──────── Exercise material ────────

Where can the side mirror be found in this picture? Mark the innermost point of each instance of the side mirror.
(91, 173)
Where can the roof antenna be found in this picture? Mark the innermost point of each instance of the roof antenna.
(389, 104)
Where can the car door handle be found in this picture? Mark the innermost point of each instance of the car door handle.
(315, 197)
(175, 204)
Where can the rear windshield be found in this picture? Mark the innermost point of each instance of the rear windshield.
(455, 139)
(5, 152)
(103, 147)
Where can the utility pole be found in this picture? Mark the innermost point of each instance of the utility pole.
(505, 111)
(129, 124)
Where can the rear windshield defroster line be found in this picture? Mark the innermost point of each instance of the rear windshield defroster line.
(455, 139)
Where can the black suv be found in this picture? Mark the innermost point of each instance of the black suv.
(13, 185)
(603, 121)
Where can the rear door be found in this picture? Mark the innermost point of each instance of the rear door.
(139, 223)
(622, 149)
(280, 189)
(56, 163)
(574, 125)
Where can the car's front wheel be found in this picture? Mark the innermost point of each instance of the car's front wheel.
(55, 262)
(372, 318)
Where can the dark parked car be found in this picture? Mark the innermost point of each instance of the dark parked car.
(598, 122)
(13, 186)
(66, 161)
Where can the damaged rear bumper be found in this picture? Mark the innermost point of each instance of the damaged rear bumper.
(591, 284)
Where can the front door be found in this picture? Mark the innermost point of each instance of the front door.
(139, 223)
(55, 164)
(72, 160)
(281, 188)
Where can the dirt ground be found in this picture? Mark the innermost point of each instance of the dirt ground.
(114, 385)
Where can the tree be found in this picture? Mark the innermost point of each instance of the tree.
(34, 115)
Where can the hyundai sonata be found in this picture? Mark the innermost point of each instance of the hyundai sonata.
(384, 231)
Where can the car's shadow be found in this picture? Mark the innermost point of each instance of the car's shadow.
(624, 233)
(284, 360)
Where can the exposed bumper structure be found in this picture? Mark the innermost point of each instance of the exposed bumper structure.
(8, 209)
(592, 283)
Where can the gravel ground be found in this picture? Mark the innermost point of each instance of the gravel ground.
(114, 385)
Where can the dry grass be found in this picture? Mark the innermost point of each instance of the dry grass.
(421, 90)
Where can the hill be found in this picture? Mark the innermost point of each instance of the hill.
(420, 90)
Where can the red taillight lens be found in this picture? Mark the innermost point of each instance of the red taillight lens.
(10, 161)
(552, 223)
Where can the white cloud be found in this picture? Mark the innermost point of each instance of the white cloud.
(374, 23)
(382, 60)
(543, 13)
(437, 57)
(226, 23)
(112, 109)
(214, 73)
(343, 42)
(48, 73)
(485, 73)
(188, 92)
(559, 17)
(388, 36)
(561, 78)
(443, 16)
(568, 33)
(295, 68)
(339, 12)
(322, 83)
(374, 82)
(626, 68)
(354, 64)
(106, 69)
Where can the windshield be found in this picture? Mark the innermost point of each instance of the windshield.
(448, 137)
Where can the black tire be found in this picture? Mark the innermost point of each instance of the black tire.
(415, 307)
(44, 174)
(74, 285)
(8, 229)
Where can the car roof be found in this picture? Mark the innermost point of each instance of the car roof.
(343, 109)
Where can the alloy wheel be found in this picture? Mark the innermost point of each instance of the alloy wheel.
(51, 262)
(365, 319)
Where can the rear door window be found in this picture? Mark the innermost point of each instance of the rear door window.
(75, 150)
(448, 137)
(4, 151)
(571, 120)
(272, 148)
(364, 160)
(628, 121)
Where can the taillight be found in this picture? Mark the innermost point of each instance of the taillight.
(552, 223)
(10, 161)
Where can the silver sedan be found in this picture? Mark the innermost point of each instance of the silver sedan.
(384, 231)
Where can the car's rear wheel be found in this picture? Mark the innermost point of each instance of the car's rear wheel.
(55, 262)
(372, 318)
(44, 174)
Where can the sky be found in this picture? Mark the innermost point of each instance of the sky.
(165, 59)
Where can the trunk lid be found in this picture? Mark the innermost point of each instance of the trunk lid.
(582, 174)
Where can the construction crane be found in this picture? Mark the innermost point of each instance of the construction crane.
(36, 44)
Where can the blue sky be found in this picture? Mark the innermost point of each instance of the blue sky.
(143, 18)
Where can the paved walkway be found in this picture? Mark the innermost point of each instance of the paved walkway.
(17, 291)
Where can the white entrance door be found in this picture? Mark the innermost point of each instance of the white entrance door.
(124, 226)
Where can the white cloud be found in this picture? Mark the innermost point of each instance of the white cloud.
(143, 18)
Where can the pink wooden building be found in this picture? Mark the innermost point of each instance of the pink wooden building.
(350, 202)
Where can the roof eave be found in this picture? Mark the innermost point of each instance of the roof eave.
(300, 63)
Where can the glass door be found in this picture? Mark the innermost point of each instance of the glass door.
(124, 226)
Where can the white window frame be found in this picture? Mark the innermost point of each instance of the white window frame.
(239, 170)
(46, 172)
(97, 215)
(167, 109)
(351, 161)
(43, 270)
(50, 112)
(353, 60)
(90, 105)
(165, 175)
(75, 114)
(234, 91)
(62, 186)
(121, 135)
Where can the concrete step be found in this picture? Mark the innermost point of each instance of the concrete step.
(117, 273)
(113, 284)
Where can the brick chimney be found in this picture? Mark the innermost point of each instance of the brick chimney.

────────

- [Directions] Until the last line is reached, keep transcribing the data exactly.

- [Output]
Where can the side mirror be found in this picture? Mark the innermost point of each instance of the side mirror.
(91, 173)
Where can the roof antenna be found in this picture? Mark the innermost point of each instance of the roof antenna.
(389, 104)
Where can the car door handle be found in this picture? Mark the innermost point of each instance of the car door handle.
(315, 197)
(175, 204)
Where can the rear windshield be found in this picture? Mark the innermost point of each instance of the rear windshield.
(455, 139)
(5, 152)
(103, 147)
Where can the utility pole be found in this picture? Mark the innermost point of each instance of the utility pole.
(505, 111)
(129, 124)
Where can the rear windshield defroster line be found in this picture? Mark the innermost point of each instance of the rear windshield defroster line.
(455, 139)
Where can the black suv be found in this picture? Mark the innermost point of each instance of the black suv.
(13, 185)
(603, 121)
Where can the rear door be found in this picture? Mark the innermost point of each instance of the rear door.
(139, 223)
(622, 149)
(280, 189)
(56, 163)
(574, 125)
Where can the car's front wheel be found in this picture? Mark the innermost point of each instance of the car's front wheel.
(55, 262)
(372, 318)
Where can the dark parked car be found in this picture? Mark the innermost point of each instance of the dark parked car.
(598, 122)
(13, 186)
(66, 161)
Where can the damaged rear bumper be found in this picture? Mark the innermost point of each instance of the damaged rear bumper.
(591, 284)
Where can the front door be found in this picture? Mark the innermost point of each instance of the front door.
(139, 223)
(55, 164)
(72, 160)
(281, 188)
Where can the dirt ground be found in this picture? Mark the innermost point of each instance of the dirt ground.
(114, 385)
Where can the tree be found in this picture? Mark the innermost point of each instance of the tree.
(34, 115)
Where can the hyundai sonata be found in this picture? Mark the innermost point of each instance of the hyundai sonata.
(384, 231)
Where can the car's shadow be found in this picture? Mark the innermost point of each instance of the car's shadow.
(624, 233)
(284, 360)
Where can the exposed bumper structure be found in this picture? Mark the innermost point of each instance of the exposed bumper structure.
(8, 209)
(592, 283)
Where can the gravel ground be found in this picture? Mark the innermost point of each instance of the gravel ground.
(114, 385)
Where can the dry grass be found in this picture? Mark the innermost point of each instance of the dry grass.
(421, 90)
Where can the hill be found in this picture? Mark the innermost point of each instance of the hill.
(420, 90)
Where can the red taillight lens be found in this picture? Mark the innermost point of each instance of the red taillight lens.
(10, 161)
(552, 223)
Where can the white cloud be found in this picture? Mark the innermost point of each instance of the white cloud.
(374, 23)
(382, 60)
(543, 13)
(437, 57)
(226, 23)
(112, 109)
(214, 73)
(343, 42)
(48, 73)
(485, 73)
(188, 92)
(559, 17)
(388, 36)
(561, 78)
(443, 16)
(568, 33)
(295, 68)
(339, 12)
(322, 83)
(374, 82)
(626, 68)
(354, 64)
(106, 69)
Where can the windshield be found in this picture? Mark the innermost point of each instance of the windshield.
(448, 137)
Where can the black tire be found in this picture? Mark the innermost point of each instance of the black tire.
(415, 307)
(44, 174)
(74, 285)
(8, 229)
Where can the car roof be found in this picture? Mark the innermost point of each instance of the car roof.
(343, 109)
Where can the alloy wheel be found in this picture? Mark the innermost point of each instance of the alloy wheel.
(51, 262)
(365, 319)
Where can the rear door window be found in this picture? Mark the innermost point of each instance of the rear door window.
(75, 150)
(448, 137)
(4, 151)
(571, 120)
(272, 148)
(364, 160)
(628, 121)
Where can the taillight be found in this picture? Mark the innermost point of each instance of the taillight.
(552, 223)
(10, 161)
Where can the silver sedan be found in this picture? Mark the innermost point of each instance of the silver sedan.
(384, 231)
Where can the car's rear wheel be found in this picture? Mark the innermost point of each instance of the car's rear wheel.
(55, 262)
(372, 318)
(44, 174)
Where can the sky be found in this picture? Mark the innermost point of each instance of the sky.
(165, 59)
Where can the trunk lid be found in this picture? Mark the innermost point of each instance of the trunk lid.
(582, 174)
Where can the construction crane be found in this picture? Mark the innermost point of each instance of the construction crane.
(36, 44)
Where can the blue sky be found in this picture? Mark the innermost point of each instance of the blue sky.
(143, 18)
Where can the paved walkway be found in this picture? Mark the innermost point of each instance of the paved walkway.
(17, 291)
Where can the white entrance door be found in this picture? Mark the innermost point of each instance of the white entrance door.
(124, 226)
Where can the white cloud be found in this picture? Mark the innermost point of each instance of the white cloud.
(143, 18)
Where can the pink wooden building be found in this picture? Mark the innermost point of each instance of the pink wooden building.
(350, 202)
Where can the roof eave be found in this picture? Mark the innermost point of each instance of the roof eave.
(300, 63)
Where can the glass door be found in this picture? Mark the innermost point of each instance of the glass door.
(124, 226)
Where can the white window frame be found in this picture? Mark the innermost point of each instance of the white window frame.
(239, 170)
(46, 172)
(97, 215)
(167, 109)
(351, 161)
(43, 270)
(50, 112)
(353, 60)
(90, 105)
(165, 175)
(75, 114)
(234, 91)
(62, 186)
(121, 135)
Where can the concrete step be found in this picture? Mark the innermost point of each instance of the concrete step.
(117, 273)
(113, 284)
Where can the brick chimney be found in this picture? Mark the innermost point of each instance of the brick chimney.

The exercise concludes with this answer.